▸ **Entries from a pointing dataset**
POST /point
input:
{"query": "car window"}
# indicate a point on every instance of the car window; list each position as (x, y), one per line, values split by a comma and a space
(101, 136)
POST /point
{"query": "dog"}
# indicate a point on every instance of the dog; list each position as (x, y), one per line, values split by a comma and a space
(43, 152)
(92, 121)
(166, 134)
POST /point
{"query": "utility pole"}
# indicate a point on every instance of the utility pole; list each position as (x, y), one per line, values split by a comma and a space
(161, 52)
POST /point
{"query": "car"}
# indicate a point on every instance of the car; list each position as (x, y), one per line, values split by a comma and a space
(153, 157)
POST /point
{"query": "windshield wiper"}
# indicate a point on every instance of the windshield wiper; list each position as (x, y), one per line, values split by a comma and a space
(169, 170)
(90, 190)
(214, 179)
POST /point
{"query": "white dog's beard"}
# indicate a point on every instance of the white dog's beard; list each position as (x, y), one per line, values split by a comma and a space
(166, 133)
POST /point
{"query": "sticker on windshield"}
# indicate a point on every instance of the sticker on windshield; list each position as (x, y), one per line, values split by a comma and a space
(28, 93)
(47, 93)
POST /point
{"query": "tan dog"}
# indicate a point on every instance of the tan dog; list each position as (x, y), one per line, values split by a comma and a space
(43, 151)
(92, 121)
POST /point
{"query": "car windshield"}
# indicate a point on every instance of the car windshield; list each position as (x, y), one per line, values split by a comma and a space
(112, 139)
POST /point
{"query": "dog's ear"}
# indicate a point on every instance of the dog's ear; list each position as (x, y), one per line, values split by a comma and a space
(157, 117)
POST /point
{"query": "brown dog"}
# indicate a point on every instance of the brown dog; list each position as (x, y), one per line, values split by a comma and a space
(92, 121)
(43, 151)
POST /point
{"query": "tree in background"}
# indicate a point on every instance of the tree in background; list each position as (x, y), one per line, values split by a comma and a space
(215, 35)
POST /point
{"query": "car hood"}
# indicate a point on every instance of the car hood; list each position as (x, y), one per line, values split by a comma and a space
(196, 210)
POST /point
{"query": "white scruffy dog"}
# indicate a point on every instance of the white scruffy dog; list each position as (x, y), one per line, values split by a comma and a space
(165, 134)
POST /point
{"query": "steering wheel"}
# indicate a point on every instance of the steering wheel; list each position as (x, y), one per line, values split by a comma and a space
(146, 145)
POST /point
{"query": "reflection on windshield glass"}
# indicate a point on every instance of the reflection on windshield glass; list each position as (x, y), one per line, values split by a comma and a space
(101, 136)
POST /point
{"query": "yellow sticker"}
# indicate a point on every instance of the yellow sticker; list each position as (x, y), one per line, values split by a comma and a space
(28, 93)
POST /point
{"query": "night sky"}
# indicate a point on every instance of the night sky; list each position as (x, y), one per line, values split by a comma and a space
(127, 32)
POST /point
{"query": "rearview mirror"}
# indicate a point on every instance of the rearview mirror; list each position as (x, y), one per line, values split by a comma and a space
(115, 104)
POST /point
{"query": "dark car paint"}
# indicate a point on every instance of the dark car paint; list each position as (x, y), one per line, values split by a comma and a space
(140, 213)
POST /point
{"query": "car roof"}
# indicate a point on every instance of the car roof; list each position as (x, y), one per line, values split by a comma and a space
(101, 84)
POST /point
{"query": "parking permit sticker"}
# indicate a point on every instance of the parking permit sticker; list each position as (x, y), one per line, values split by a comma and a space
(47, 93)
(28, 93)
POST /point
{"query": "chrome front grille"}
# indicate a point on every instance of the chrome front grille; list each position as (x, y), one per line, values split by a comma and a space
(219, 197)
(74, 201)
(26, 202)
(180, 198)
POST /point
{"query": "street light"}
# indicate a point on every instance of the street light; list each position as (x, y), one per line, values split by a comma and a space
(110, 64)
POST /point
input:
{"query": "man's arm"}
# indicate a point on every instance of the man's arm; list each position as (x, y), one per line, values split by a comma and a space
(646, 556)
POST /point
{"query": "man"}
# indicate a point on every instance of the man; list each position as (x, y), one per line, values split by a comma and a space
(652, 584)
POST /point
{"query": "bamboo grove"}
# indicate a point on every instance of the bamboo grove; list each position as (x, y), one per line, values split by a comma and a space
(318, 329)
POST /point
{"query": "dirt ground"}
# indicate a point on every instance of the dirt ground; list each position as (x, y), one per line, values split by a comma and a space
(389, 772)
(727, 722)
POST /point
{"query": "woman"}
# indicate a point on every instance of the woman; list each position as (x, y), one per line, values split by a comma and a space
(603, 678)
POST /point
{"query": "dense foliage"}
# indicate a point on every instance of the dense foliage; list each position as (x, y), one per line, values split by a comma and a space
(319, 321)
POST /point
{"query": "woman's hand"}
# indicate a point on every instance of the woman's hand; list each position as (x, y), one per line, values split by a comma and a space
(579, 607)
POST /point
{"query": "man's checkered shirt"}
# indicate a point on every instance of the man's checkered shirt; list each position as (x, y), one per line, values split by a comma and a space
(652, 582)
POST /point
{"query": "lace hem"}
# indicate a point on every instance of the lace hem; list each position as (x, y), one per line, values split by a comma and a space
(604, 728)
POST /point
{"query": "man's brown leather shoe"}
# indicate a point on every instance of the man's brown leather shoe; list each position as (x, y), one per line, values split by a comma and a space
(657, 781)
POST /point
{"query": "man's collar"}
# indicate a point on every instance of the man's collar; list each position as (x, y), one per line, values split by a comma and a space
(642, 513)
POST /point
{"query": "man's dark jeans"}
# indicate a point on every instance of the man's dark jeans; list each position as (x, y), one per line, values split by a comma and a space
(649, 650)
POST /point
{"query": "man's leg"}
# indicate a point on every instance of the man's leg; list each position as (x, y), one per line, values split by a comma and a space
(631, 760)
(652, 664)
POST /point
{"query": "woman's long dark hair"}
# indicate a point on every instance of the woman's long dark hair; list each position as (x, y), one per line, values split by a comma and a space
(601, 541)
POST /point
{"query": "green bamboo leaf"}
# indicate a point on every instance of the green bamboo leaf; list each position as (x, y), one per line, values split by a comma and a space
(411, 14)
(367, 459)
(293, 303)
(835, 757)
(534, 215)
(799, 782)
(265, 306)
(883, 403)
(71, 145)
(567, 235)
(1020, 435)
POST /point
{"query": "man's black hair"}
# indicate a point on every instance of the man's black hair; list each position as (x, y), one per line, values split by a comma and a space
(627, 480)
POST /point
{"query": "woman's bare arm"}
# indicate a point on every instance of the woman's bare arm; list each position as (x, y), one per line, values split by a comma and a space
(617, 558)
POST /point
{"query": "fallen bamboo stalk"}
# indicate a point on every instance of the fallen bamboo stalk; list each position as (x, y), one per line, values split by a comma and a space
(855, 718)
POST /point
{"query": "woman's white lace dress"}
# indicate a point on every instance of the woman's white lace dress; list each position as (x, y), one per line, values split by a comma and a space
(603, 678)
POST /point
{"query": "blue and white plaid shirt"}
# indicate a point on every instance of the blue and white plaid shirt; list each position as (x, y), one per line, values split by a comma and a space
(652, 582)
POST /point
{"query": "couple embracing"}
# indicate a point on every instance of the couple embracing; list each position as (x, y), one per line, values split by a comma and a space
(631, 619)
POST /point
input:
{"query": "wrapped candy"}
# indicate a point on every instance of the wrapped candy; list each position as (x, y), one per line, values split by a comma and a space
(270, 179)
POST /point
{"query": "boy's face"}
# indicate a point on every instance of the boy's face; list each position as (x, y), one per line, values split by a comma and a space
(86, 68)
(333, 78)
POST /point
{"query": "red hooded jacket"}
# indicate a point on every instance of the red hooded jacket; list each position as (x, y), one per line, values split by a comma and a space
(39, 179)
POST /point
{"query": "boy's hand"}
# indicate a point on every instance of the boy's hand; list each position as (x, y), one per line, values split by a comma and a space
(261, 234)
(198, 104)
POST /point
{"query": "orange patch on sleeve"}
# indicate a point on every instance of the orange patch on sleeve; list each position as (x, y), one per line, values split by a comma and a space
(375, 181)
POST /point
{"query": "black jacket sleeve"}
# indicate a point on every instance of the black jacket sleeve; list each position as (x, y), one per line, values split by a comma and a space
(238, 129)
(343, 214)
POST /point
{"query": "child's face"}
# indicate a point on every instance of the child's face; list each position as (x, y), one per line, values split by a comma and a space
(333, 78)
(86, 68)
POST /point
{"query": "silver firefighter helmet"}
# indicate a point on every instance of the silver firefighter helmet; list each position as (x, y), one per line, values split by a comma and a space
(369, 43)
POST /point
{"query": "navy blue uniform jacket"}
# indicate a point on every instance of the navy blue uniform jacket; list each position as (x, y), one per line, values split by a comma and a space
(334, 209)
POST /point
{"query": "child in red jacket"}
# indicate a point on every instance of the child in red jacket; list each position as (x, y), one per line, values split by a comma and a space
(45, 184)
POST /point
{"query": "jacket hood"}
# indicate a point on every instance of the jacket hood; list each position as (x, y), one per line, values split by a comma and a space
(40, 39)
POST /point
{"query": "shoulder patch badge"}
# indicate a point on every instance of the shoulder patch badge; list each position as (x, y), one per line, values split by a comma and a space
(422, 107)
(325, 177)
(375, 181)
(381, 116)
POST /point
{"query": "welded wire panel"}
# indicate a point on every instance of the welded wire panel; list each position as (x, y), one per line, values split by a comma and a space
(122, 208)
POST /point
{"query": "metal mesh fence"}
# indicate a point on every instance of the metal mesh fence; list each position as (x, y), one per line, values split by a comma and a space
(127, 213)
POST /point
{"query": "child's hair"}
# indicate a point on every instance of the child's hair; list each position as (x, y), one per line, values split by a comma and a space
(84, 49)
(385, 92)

▸ **What to produce**
Report every line of the items above that contains the string "sticker", treating uppercase and lowercase as distinct.

▸ **Written solution**
{"query": "sticker on windshield"}
# indicate a point on every instance of the sticker on windshield; list each position as (x, y), one per line, values split by a comma and a space
{"query": "yellow sticker"}
# indicate a point on every instance of the yellow sticker; list each position as (x, y), one per line, values split by a comma and a space
{"query": "parking permit sticker"}
# indicate a point on every instance of the parking permit sticker; list each position as (x, y), one per line, values split by a comma and a space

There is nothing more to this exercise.